# [GIVEN PROBLEM]
Repeat the material below word for word, but leave out the pictures.

# [EXCERPTED DATA]

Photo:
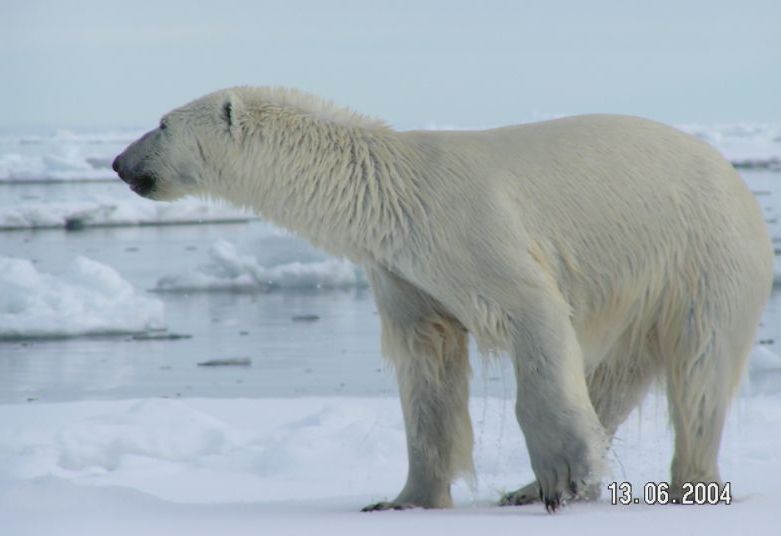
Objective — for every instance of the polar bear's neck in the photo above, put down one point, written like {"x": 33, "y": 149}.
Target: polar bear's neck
{"x": 347, "y": 186}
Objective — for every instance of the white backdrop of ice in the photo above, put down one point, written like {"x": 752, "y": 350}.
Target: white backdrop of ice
{"x": 108, "y": 211}
{"x": 90, "y": 298}
{"x": 68, "y": 155}
{"x": 228, "y": 269}
{"x": 62, "y": 155}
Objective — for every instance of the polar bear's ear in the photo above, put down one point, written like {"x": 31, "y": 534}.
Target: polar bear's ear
{"x": 229, "y": 112}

# [ANSWER FOR THIS EXERCISE]
Photo:
Objective — for every instance of the polar bear's neck in the photo above, put down one point, written like {"x": 33, "y": 149}.
Target: polar bear's neck
{"x": 347, "y": 186}
Objective — for every instance of the white backdrop of ice in the photo above, put down one point, written like {"x": 752, "y": 350}.
Target: white backdrop of ice
{"x": 108, "y": 211}
{"x": 90, "y": 298}
{"x": 68, "y": 155}
{"x": 228, "y": 269}
{"x": 62, "y": 155}
Objective — for every instance of the polar bear's ear in the photo above, put down one point, written like {"x": 31, "y": 534}.
Target: polar bear's ear
{"x": 229, "y": 112}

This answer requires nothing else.